WHAT THE EXERCISE ASKS:
Rewrite all of the data below, substituting "image" for every occurrence of "photo" and leaving everything else unchanged. Omit the pictures from your answer.

START EXTRACTED INFORMATION

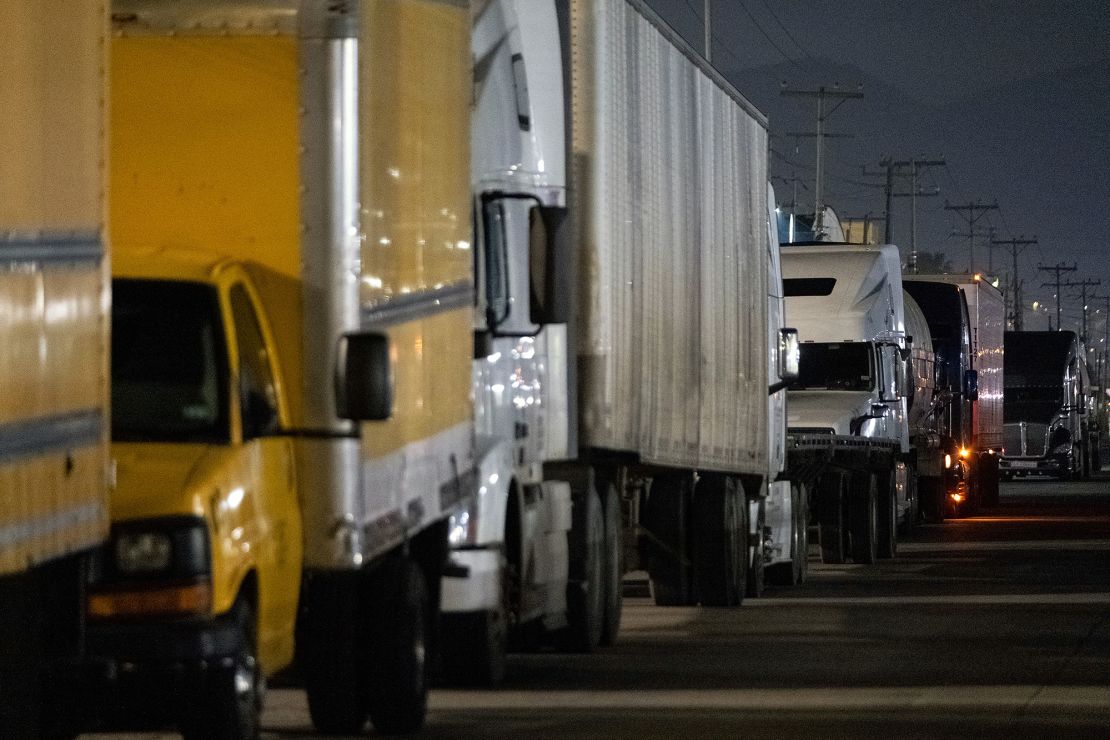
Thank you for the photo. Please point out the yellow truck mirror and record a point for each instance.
(364, 378)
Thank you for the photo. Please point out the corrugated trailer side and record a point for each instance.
(53, 330)
(987, 310)
(668, 181)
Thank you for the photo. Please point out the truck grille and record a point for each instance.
(1026, 439)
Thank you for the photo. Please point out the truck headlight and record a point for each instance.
(145, 551)
(153, 568)
(463, 526)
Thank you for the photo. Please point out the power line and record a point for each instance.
(975, 211)
(768, 37)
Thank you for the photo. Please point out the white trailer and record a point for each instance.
(626, 332)
(54, 294)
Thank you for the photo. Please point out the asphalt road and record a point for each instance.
(996, 626)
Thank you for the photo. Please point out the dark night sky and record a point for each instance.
(1013, 95)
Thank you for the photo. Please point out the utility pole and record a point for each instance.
(821, 94)
(708, 31)
(971, 213)
(1082, 285)
(1058, 269)
(914, 193)
(1016, 246)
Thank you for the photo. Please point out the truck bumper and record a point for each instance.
(480, 590)
(1032, 466)
(142, 676)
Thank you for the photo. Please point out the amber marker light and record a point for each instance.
(177, 600)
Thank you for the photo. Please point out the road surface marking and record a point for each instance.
(1006, 546)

END EXTRACTED INFORMATION

PROBLEM SOLUTION:
Thank you for the image. Please point out the yellow truck mirror and record a point for each instance.
(364, 378)
Thank you for the image. Please point out the corrugated trailer side and record a point for each instance.
(53, 330)
(987, 310)
(668, 181)
Thank you for the image. Please point out the truck grille and record a point for each instance.
(1026, 439)
Thank you for the image. Please point out the truck headlight and record a point for each instance.
(145, 551)
(153, 568)
(463, 526)
Thank you for the image. Please point out the power line and record a point for each instance.
(975, 211)
(768, 37)
Thank you for the image. Please point out the white trailer and record a point for each instance.
(626, 332)
(54, 294)
Thank you for the image. Please point out the asphalt road and record a point for each instance.
(996, 626)
Thank you for the image. Please point out the dark night sky and record a point for each instance.
(1013, 95)
Thank you for the image. Please point out the utility pole and record a point for each instance.
(821, 94)
(708, 31)
(971, 213)
(1082, 285)
(1058, 269)
(914, 193)
(1016, 246)
Thank you for the image. Please point out the truck bumper and record a point for each instance.
(480, 590)
(1032, 466)
(142, 676)
Thank you for the image. Please point out the amber marker light and record a point for each instance.
(177, 600)
Thank you for the image. Please point out the road surface marking and record a point for each instance.
(1006, 546)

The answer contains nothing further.